Challenge a | Write out everything in the D.C. statehood article from "Republican senators on" down to "on the issue.".
* Begin Text block *
Senate GOP Critics of D.C. Statehood Call for Floor Vote to Put Democrats on Record

WASHINGTON (The Washington Post) —
Washington DC aerial view with Thomas Jefferson Memorial building. (123rf)

Republican senators on Wednesday urged a floor vote on District of Columbia statehood, saying they wanted their Democratic colleagues on record for their stance on a cause that has polled unfavorably.

Statehood legislation has virtually no chance of advancing out of a Republican-controlled Senate after it passed the House for the first time in history.

But Sens. Lindsey Graham (R-S.C.) and Tom Cotton (R-Ark.) held a news conference to denounce statehood as a power grab by Democrats to reshape the Senate and to call on Democratic incumbents and candidates to go on record with their position on the issue.

“This is not about enfranchising people,” Graham said of Democrats’ goal. “This is about expanding the Senate map to accommodate the most radical agenda that I have ever seen.”

Senate Majority Leader Mitch McConnell (R-Ky.) previously has said he will not bring the legislation to a vote. His spokesman declined to comment on the calls from Republican senators to hold a vote.
* End Text block *
* Begin Provided data *
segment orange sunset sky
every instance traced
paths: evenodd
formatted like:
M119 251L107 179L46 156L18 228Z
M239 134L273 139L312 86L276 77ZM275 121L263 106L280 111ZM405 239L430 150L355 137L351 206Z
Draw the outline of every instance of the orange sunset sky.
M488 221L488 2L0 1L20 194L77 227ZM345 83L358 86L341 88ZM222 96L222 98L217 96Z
* End Provided data *
Challenge b | In the rows, change "instance" to "region" wherever it appears, keeping every other line as it is.

Final answer a |
Republican senators on Wednesday urged a floor vote on District of Columbia statehood, saying they wanted their Democratic colleagues on record for their stance on a cause that has polled unfavorably.

Statehood legislation has virtually no chance of advancing out of a Republican-controlled Senate after it passed the House for the first time in history.

But Sens. Lindsey Graham (R-S.C.) and Tom Cotton (R-Ark.) held a news conference to denounce statehood as a power grab by Democrats to reshape the Senate and to call on Democratic incumbents and candidates to go on record with their position on the issue.

Final answer b |
segment orange sunset sky
every region traced
paths: evenodd
formatted like:
M119 251L107 179L46 156L18 228Z
M239 134L273 139L312 86L276 77ZM275 121L263 106L280 111ZM405 239L430 150L355 137L351 206Z
Draw the outline of every region of the orange sunset sky.
M488 221L488 2L0 1L20 194L77 227ZM345 83L358 86L341 88ZM222 96L222 98L217 96Z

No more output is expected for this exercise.